START DATA LISTING
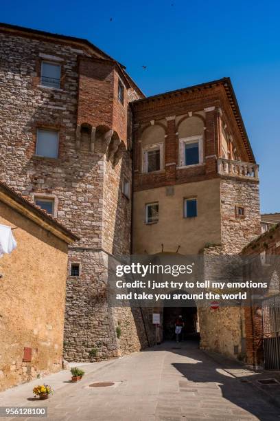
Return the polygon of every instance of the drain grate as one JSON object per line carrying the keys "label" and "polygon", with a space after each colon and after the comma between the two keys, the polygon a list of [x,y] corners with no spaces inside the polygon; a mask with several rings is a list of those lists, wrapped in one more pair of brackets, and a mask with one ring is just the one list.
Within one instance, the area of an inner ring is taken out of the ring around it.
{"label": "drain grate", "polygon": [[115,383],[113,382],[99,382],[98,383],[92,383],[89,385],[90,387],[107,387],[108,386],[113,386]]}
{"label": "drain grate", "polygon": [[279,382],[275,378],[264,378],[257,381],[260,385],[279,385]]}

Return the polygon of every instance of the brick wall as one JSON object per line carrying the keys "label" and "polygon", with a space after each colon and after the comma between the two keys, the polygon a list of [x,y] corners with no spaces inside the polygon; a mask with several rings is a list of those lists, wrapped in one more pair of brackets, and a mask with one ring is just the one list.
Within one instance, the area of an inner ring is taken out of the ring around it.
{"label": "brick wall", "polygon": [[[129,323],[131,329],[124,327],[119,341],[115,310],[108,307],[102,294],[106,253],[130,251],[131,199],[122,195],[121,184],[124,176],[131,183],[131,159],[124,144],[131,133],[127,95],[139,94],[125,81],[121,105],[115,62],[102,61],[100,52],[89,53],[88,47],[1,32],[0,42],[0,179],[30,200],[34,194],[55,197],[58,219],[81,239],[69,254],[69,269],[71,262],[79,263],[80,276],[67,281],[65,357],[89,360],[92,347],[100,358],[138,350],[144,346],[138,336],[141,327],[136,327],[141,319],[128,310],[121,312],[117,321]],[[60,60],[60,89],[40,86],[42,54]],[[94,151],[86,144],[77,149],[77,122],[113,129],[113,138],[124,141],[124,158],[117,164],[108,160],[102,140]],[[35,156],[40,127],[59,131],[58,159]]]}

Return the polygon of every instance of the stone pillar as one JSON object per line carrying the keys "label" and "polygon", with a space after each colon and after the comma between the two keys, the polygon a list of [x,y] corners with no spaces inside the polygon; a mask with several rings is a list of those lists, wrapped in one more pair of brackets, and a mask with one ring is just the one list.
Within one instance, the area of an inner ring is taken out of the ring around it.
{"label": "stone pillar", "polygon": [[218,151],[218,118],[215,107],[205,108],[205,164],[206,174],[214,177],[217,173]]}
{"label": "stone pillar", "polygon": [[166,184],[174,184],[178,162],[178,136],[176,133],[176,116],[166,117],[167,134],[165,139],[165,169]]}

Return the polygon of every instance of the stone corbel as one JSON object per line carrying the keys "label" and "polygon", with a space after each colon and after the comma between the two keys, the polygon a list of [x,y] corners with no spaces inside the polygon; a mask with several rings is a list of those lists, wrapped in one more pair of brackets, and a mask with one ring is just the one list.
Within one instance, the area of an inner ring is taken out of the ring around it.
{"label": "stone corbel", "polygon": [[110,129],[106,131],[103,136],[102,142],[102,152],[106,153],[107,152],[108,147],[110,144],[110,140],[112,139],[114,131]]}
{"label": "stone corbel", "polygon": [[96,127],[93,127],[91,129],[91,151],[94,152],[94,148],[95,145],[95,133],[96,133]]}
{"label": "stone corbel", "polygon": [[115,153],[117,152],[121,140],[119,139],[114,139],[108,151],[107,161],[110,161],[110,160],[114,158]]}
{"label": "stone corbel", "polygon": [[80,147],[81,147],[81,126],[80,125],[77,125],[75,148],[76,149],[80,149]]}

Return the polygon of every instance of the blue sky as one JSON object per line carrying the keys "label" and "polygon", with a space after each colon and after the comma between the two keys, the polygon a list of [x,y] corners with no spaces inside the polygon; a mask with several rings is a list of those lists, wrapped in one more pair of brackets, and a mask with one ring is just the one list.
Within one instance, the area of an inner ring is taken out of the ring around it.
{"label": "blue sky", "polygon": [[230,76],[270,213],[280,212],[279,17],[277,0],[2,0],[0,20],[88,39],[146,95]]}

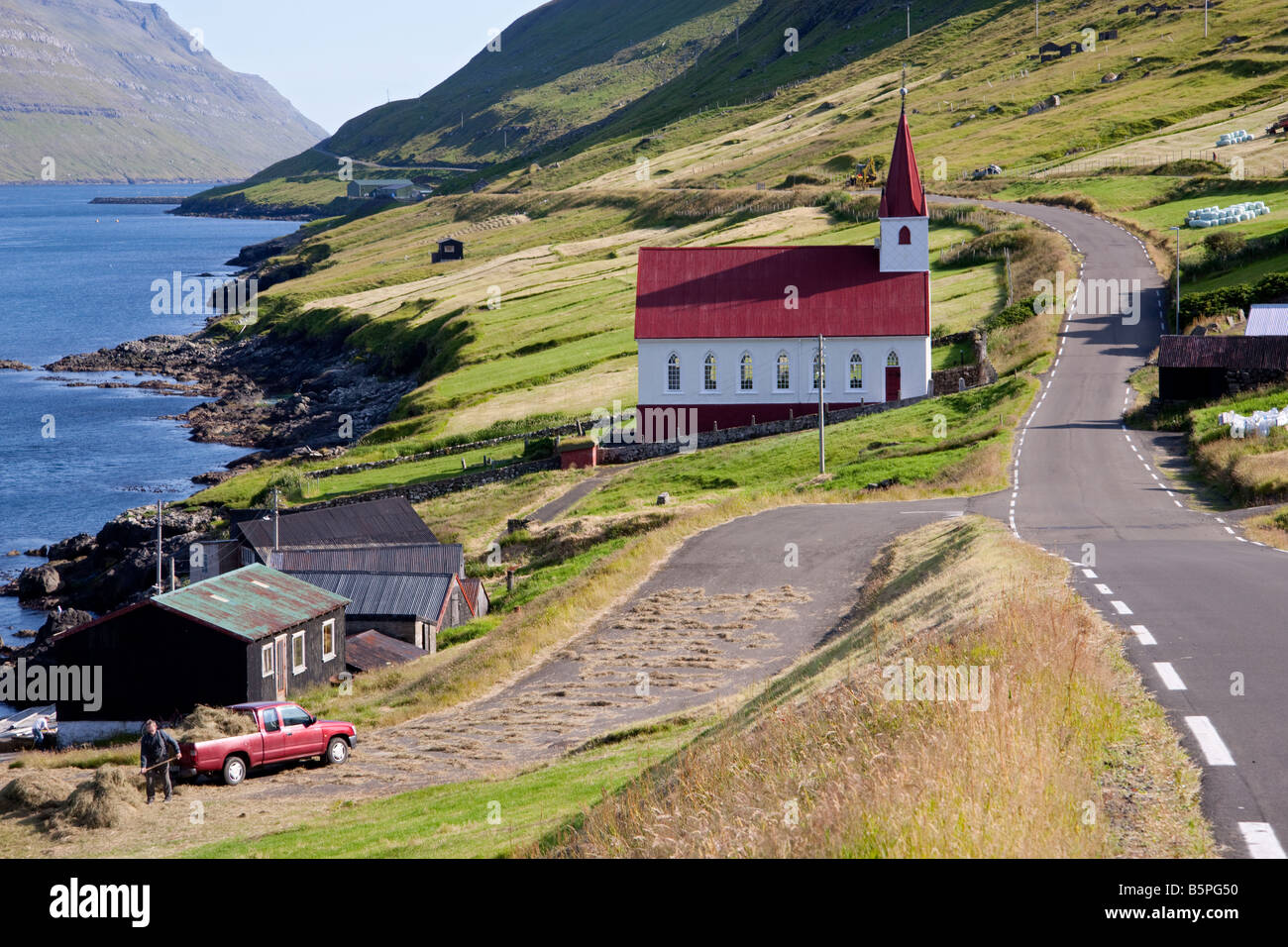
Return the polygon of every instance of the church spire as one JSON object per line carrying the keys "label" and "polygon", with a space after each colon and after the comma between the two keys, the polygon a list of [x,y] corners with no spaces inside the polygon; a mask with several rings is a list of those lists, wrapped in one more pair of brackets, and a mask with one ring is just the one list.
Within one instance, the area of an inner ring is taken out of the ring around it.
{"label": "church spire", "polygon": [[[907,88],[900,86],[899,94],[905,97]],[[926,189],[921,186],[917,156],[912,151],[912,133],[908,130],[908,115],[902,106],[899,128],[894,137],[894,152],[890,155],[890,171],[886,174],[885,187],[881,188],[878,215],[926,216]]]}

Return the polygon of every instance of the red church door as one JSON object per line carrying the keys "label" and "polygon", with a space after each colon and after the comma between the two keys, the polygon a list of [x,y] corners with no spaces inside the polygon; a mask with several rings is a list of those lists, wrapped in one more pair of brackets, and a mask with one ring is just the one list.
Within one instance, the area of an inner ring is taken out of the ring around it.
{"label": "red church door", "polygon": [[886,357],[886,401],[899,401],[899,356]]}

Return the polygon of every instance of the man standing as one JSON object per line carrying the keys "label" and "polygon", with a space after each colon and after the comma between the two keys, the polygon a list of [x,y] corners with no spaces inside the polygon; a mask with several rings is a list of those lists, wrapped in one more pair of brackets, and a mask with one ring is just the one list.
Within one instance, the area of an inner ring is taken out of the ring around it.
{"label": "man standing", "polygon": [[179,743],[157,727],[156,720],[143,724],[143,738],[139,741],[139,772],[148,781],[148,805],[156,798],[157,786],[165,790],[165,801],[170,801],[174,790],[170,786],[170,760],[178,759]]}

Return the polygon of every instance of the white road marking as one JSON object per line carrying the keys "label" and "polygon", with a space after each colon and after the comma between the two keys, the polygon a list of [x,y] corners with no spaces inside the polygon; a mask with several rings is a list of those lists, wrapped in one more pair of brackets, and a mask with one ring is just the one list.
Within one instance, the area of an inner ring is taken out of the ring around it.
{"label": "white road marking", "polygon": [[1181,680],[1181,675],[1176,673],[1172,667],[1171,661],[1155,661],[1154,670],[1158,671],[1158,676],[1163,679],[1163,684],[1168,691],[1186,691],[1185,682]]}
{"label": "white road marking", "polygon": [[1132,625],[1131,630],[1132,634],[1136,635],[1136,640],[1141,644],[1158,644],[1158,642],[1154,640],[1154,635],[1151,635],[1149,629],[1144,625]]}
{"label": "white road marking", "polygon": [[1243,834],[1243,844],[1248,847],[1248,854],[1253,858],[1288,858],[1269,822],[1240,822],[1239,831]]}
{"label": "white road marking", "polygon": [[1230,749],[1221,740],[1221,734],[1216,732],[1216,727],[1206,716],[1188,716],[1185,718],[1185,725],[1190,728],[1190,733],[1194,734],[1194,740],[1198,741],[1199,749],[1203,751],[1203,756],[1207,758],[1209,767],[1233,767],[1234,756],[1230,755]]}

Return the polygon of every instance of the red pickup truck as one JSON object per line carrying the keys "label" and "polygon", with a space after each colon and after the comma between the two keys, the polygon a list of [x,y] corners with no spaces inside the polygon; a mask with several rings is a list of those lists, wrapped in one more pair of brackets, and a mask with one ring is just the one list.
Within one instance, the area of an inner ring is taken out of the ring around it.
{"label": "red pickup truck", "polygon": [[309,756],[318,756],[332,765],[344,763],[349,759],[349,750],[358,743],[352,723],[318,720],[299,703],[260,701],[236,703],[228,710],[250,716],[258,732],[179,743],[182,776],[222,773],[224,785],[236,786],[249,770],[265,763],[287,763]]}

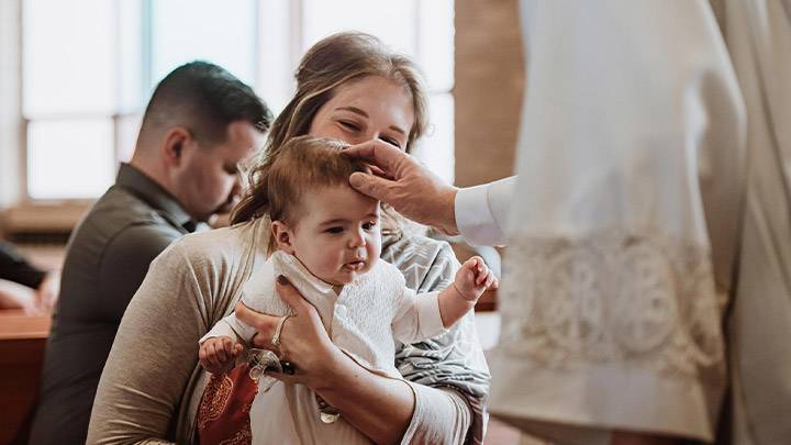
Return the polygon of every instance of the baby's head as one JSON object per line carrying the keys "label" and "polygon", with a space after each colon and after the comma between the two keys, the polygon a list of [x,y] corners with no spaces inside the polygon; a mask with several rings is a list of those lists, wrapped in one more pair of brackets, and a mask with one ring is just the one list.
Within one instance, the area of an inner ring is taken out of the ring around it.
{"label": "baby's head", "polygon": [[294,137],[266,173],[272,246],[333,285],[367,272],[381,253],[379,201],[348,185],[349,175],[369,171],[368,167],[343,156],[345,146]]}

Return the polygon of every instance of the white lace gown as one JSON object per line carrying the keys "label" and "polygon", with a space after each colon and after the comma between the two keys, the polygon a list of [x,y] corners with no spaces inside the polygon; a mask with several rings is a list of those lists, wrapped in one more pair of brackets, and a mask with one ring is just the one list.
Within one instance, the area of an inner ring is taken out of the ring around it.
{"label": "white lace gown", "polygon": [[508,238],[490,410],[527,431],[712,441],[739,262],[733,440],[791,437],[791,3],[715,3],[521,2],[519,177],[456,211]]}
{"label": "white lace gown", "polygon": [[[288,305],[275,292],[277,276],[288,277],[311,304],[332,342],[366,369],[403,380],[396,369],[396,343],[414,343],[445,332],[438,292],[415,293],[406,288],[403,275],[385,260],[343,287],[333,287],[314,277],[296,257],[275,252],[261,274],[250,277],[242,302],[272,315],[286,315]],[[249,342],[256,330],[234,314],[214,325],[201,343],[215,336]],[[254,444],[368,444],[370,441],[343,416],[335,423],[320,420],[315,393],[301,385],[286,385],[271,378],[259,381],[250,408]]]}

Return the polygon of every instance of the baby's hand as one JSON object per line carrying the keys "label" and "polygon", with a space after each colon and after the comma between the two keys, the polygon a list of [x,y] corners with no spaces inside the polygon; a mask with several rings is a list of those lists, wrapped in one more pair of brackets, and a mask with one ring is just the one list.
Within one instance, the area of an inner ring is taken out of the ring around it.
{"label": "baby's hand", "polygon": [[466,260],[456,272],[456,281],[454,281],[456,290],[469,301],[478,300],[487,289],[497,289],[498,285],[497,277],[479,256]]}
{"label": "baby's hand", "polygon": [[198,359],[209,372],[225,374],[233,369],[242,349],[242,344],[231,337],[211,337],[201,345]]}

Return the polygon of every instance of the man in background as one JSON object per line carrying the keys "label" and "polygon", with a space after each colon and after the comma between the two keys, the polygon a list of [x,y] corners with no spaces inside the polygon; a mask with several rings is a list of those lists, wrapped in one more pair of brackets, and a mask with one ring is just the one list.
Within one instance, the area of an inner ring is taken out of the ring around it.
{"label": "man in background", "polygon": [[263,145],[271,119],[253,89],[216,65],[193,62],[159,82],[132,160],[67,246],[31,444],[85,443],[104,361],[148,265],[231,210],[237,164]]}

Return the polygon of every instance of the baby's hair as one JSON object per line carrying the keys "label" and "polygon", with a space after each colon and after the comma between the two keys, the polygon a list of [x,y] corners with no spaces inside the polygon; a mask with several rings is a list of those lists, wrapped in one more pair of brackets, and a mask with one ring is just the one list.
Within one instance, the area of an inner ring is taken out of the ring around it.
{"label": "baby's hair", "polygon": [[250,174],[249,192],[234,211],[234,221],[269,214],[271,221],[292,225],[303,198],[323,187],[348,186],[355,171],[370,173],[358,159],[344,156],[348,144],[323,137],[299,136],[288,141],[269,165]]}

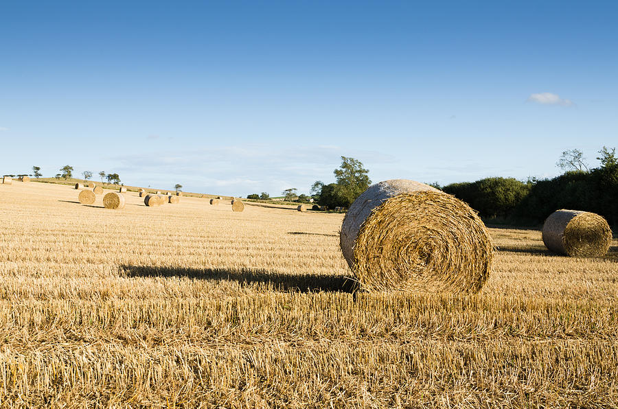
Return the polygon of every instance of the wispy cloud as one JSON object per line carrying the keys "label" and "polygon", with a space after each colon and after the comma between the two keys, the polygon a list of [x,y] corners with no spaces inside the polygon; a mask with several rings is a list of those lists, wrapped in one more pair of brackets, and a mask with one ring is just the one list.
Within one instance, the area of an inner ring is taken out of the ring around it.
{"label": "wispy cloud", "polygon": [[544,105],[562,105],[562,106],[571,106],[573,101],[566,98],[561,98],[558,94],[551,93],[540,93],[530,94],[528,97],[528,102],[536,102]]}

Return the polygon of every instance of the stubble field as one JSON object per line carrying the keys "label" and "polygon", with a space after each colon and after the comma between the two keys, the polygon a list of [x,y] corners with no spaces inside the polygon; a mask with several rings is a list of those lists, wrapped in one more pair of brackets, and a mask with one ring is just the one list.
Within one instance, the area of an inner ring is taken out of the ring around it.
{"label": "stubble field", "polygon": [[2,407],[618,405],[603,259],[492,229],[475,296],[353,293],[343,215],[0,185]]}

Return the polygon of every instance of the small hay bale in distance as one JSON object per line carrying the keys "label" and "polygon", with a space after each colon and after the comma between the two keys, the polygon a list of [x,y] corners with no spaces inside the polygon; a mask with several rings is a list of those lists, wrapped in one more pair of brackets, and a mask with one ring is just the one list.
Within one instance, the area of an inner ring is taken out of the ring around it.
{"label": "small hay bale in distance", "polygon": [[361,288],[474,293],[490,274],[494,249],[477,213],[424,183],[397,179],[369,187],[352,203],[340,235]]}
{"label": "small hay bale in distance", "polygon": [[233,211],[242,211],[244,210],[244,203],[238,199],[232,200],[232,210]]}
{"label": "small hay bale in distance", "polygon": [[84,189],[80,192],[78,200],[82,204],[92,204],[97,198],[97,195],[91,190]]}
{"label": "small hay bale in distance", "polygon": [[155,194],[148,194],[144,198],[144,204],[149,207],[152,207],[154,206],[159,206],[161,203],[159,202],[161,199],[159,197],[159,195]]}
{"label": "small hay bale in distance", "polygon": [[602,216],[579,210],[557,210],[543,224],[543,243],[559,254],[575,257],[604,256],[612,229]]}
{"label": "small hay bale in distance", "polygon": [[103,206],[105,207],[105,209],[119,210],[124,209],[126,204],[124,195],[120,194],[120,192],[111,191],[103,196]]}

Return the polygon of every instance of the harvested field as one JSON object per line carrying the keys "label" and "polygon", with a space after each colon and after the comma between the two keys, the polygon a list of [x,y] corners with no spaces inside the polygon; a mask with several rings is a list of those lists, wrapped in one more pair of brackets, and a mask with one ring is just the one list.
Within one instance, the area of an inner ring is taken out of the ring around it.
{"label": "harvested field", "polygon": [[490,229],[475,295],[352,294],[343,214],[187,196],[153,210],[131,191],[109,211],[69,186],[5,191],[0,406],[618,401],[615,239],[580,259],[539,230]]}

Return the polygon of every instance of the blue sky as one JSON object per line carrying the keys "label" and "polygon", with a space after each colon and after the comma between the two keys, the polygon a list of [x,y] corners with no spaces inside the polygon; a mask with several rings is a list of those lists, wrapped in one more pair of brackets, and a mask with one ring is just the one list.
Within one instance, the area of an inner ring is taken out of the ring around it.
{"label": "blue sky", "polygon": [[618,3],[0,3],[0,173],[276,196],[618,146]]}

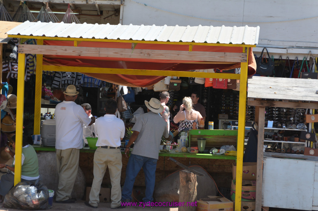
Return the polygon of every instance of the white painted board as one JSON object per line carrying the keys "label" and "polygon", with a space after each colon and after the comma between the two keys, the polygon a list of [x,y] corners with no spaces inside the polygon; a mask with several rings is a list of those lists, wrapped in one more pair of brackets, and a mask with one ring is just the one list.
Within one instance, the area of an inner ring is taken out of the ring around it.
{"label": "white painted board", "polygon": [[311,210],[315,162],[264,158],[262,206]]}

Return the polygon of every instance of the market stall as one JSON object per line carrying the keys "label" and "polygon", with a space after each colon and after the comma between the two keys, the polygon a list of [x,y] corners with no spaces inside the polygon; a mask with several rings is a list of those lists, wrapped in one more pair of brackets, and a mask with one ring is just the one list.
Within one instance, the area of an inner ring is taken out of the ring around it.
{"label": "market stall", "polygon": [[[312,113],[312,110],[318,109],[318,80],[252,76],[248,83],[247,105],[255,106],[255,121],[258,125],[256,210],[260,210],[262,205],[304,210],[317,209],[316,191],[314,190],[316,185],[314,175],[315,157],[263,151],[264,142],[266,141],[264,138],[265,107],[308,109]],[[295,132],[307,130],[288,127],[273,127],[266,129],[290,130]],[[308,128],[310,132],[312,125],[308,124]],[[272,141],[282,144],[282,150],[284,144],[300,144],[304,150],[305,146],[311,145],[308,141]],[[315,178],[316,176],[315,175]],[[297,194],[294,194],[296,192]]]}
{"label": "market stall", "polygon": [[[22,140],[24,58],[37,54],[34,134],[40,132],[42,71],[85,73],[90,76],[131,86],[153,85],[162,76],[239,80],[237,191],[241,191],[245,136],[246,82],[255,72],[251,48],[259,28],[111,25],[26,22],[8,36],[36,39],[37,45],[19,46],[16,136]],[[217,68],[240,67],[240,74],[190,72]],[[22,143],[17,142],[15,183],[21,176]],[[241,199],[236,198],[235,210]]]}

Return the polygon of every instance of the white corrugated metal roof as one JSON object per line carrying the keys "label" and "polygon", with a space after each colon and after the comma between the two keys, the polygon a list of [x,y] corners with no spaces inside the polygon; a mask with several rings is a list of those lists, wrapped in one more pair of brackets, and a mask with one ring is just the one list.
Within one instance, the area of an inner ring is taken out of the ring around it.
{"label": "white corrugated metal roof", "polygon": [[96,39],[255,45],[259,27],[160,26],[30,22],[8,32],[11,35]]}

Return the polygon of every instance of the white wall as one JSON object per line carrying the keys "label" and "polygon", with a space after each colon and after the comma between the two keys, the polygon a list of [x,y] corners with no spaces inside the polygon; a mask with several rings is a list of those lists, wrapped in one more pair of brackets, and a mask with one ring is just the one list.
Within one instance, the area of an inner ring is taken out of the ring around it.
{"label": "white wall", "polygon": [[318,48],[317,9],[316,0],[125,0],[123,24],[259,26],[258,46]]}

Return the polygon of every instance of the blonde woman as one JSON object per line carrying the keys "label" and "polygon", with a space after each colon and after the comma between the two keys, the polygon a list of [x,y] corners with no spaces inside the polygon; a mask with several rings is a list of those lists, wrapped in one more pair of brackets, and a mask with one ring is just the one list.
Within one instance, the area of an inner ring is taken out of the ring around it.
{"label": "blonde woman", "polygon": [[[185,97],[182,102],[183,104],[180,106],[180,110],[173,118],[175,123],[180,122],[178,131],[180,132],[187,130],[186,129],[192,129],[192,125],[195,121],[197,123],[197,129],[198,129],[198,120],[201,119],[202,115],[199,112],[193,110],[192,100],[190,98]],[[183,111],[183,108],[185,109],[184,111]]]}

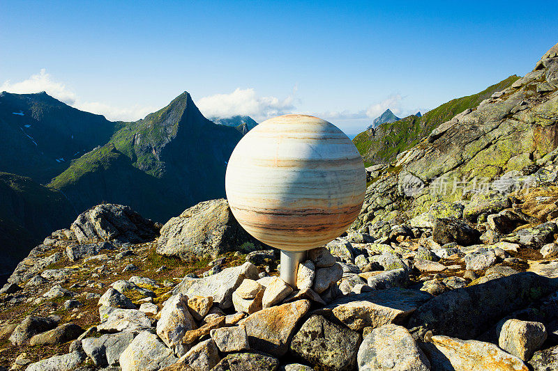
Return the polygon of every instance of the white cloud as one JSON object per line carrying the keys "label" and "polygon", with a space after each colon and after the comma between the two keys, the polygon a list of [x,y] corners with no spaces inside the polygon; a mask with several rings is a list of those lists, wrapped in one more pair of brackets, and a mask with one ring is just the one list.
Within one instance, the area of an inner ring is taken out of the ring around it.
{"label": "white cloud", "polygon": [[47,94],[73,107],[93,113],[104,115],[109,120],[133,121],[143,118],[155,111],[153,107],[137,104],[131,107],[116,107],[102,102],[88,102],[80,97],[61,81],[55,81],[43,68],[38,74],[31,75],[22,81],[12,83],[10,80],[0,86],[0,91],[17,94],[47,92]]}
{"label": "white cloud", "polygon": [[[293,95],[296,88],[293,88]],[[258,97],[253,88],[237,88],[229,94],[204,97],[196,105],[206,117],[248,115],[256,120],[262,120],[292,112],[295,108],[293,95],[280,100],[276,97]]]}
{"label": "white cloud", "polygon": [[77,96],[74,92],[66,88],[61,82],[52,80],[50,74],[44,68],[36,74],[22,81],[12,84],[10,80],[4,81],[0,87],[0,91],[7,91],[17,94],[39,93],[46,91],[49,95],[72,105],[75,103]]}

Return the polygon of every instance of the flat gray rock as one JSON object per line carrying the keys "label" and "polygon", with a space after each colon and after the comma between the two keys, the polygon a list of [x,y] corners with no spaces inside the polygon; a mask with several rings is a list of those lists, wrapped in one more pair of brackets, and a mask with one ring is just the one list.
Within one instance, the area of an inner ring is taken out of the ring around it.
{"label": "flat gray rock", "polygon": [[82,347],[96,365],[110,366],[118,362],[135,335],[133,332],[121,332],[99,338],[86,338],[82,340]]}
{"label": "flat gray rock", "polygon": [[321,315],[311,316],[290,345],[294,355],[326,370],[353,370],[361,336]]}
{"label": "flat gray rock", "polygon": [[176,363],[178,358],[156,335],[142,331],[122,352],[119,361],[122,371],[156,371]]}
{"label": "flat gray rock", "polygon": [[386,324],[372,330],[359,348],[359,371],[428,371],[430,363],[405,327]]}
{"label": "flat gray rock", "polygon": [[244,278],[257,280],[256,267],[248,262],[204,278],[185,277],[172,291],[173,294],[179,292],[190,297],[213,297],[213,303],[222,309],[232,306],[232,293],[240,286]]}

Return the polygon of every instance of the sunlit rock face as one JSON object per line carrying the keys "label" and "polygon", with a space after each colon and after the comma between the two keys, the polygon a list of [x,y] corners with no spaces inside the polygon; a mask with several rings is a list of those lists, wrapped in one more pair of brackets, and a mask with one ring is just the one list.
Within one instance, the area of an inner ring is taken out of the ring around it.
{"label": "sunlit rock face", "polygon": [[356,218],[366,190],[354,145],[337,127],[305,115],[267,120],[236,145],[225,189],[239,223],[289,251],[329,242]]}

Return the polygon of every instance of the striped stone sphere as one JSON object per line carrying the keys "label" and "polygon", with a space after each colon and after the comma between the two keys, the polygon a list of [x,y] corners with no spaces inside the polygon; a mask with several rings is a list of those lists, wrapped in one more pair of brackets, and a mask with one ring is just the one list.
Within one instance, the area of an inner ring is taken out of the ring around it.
END DATA LISTING
WHAT TO PRODUCE =>
Starting at the line that contains "Return the polygon of every instance of the striped" and continuing to the end of the records, swap "inner ring" for "interior ring" and give those lines again with nothing else altered.

ANSWER TO THE EXERCISE =>
Return the polygon of every instance of the striped stone sphere as one JSON object per line carrying the keys "label" and "polygon", with a space after each colon and after the comma between the two keys, the polygon a list of [x,y] corners with no spaces inside the polygon; a mask with several rings is a list of those lists, wrapped in one more pair of brackets, and a mask with one ring is just the one list.
Within one instance, the area of an interior ring is taken out of the ring around it.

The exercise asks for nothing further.